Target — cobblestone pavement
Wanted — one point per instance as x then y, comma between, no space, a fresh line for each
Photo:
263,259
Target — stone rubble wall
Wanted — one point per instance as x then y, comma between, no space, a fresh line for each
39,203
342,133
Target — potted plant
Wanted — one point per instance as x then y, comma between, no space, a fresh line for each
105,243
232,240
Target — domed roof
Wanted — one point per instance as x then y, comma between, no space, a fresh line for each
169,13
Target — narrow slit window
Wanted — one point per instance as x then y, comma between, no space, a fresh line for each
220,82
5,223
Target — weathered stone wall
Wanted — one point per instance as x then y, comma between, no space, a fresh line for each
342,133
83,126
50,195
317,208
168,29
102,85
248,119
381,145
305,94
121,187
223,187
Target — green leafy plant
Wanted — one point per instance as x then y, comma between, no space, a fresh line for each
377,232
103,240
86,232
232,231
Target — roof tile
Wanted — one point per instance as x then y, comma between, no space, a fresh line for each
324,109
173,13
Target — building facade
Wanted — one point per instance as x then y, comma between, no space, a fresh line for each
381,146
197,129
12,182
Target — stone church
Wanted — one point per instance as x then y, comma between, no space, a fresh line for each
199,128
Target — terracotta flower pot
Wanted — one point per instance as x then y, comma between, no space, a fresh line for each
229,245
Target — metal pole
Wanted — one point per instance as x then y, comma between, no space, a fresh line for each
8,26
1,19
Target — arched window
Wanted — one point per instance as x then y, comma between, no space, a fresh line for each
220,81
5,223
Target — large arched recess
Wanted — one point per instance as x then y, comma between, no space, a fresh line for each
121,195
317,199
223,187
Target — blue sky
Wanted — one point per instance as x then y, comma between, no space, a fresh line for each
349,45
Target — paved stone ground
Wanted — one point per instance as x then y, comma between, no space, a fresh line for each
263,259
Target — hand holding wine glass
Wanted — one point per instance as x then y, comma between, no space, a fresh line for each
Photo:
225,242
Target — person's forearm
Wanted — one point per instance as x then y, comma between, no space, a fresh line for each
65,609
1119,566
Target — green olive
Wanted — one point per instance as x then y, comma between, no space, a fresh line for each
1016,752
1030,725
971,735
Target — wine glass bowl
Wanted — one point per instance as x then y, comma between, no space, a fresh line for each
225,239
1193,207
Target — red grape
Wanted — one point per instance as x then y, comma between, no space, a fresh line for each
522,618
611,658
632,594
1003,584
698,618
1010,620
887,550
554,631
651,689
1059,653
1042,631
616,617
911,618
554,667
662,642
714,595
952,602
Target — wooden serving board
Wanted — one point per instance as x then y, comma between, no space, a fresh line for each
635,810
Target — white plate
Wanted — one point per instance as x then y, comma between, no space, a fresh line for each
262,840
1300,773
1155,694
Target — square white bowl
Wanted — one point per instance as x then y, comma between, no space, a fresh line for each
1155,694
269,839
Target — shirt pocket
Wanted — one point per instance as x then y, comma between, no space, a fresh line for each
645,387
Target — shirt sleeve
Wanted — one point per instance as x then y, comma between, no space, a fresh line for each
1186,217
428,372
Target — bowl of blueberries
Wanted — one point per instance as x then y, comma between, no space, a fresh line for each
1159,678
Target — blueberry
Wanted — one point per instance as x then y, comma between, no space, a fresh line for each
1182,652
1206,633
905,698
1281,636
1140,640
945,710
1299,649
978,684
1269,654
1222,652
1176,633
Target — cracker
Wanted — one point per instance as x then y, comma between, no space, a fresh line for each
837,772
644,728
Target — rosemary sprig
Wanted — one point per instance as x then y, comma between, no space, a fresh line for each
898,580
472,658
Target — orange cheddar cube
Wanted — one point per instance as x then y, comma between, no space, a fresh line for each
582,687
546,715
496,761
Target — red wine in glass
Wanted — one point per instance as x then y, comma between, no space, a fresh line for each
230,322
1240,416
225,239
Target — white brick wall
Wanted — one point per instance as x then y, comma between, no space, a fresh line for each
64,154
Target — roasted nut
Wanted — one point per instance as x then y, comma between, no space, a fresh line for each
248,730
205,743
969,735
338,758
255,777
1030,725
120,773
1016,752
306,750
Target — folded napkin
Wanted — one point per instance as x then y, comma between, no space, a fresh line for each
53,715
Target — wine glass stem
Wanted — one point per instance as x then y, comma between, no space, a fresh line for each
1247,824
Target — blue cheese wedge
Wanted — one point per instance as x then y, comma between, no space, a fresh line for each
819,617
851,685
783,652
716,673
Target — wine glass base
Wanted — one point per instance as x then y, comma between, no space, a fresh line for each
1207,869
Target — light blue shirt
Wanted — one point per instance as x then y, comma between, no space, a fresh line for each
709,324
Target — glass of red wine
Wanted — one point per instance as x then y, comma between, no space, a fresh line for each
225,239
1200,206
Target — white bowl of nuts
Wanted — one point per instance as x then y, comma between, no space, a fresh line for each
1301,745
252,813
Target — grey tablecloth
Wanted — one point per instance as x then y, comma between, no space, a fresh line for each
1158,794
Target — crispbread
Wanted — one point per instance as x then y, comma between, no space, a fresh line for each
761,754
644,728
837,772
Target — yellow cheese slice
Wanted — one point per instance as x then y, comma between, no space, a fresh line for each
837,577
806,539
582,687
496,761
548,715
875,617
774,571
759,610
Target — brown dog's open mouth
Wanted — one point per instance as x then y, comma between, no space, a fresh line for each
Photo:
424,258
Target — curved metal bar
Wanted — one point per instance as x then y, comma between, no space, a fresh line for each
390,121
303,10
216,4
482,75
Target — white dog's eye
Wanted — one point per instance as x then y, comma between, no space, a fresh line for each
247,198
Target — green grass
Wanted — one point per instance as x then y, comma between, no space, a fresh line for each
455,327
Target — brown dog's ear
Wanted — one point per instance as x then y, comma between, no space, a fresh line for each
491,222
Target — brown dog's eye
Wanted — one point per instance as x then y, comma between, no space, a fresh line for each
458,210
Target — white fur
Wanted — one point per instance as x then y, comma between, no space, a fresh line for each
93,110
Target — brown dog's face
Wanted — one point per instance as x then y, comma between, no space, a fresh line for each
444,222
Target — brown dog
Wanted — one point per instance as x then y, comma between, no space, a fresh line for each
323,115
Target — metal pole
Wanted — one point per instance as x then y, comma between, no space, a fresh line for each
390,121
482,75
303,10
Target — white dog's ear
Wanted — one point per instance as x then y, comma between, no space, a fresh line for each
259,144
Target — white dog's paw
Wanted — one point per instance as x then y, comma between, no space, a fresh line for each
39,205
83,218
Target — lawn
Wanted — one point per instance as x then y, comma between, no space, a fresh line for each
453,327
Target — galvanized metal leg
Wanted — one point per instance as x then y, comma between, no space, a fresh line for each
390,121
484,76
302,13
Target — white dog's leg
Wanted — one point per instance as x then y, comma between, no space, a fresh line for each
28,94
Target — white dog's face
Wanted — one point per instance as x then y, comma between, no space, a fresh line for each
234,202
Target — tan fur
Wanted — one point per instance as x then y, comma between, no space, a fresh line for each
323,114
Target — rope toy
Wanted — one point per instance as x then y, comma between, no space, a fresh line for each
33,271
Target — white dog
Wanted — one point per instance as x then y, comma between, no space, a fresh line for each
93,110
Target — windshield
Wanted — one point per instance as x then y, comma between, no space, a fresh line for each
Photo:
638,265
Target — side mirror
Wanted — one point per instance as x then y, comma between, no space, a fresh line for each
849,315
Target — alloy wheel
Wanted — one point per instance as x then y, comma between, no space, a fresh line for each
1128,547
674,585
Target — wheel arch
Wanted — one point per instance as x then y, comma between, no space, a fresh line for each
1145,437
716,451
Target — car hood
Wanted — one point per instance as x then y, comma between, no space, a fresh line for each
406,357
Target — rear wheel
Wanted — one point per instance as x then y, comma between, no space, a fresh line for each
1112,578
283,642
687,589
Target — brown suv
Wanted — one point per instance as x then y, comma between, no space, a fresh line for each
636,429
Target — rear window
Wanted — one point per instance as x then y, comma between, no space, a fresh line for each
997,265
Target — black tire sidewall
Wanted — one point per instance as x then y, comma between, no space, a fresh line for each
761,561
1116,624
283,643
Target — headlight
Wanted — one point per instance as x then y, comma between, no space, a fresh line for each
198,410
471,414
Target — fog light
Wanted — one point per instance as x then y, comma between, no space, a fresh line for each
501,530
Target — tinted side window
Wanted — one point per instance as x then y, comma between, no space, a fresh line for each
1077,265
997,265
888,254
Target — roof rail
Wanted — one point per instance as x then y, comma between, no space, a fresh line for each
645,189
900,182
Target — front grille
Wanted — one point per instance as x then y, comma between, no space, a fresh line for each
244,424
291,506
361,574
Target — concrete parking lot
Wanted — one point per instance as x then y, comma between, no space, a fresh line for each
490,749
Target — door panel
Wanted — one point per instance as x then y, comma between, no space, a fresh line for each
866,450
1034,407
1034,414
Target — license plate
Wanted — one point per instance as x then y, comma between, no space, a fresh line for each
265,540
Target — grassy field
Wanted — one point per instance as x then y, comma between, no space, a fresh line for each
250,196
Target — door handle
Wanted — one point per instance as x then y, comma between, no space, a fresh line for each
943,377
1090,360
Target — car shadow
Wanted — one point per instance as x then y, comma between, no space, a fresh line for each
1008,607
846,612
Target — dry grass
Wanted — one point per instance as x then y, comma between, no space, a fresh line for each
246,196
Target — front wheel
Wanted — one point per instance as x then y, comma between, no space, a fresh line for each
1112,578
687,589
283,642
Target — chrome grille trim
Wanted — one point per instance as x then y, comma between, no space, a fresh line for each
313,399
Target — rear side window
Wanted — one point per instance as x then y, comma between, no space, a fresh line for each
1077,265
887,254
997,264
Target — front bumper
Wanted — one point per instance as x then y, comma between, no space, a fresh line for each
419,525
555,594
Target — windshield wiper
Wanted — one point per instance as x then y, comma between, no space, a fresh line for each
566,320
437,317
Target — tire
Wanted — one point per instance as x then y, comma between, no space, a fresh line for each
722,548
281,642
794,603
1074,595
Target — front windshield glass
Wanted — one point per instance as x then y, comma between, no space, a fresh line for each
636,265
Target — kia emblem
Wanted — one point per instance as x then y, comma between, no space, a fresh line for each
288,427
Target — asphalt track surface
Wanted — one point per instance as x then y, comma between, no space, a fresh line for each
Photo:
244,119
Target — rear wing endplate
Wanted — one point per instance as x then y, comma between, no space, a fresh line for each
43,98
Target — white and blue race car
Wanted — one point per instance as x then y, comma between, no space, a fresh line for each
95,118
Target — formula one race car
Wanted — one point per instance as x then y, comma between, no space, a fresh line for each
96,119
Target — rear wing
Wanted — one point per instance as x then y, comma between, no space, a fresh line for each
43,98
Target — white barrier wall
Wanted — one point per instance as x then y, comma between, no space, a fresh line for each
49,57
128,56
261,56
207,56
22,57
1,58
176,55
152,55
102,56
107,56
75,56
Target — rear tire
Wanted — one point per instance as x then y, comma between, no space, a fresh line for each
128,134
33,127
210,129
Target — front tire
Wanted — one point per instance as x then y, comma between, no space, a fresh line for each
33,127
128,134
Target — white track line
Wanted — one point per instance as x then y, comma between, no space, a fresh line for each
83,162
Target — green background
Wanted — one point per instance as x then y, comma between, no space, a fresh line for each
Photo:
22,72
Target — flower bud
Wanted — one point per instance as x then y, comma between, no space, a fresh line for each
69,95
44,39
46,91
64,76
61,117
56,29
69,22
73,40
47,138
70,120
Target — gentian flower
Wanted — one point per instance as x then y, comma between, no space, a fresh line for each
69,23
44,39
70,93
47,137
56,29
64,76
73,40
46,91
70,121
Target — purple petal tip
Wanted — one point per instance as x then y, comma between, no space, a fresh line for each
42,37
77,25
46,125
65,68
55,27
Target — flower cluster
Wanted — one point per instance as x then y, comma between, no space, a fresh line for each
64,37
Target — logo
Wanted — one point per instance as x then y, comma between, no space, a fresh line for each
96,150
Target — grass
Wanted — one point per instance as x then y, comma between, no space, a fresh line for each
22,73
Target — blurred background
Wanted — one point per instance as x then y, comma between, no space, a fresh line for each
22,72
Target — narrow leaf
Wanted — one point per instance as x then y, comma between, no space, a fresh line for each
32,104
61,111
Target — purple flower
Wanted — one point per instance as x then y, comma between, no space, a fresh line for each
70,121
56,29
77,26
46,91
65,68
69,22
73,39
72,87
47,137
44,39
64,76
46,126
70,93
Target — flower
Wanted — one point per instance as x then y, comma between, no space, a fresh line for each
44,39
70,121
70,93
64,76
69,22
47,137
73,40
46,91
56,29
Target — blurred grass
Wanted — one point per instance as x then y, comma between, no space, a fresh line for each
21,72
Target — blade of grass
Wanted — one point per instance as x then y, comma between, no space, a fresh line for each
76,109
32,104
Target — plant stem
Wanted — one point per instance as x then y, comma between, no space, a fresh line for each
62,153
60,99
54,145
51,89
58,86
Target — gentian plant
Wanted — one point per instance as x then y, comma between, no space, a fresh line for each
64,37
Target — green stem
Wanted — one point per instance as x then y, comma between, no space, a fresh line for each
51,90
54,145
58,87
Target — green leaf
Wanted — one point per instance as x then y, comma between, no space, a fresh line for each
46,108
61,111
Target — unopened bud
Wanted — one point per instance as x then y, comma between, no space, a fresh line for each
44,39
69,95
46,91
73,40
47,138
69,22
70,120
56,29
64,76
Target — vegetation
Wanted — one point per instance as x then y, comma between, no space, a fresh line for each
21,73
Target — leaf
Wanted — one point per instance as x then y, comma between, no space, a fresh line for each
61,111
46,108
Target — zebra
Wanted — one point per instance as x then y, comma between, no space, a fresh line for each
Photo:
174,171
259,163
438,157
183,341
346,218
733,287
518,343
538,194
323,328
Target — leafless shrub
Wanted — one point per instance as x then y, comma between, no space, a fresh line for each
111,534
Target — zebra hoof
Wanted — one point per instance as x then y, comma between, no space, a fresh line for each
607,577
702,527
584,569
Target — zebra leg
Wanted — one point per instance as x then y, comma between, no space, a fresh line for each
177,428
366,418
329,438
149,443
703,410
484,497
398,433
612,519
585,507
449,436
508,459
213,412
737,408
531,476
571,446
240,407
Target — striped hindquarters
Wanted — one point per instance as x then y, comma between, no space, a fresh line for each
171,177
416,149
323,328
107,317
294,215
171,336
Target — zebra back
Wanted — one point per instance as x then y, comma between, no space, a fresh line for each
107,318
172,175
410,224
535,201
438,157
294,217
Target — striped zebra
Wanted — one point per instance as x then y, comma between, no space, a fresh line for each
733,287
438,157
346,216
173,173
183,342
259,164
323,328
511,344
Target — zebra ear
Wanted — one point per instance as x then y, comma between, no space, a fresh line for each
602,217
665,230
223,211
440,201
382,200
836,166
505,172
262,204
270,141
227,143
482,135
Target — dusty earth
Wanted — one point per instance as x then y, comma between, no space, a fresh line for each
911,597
#####
Your instructions: Copy the records again, starting at the line containing "Target — zebra ear" and ending at the end of the records, with "dusty earth" swapped out for "dry ground" and nothing else altered.

The completed task:
Target — zebra ear
Wanted — one point per instance as x then y, comma between, no space, a fresh line for each
602,217
665,230
223,211
440,201
382,200
836,166
505,172
262,204
270,141
227,143
482,135
Target — dry ground
Wanted — one point per instance as x then y, comma between, no space, a fresh line for each
911,597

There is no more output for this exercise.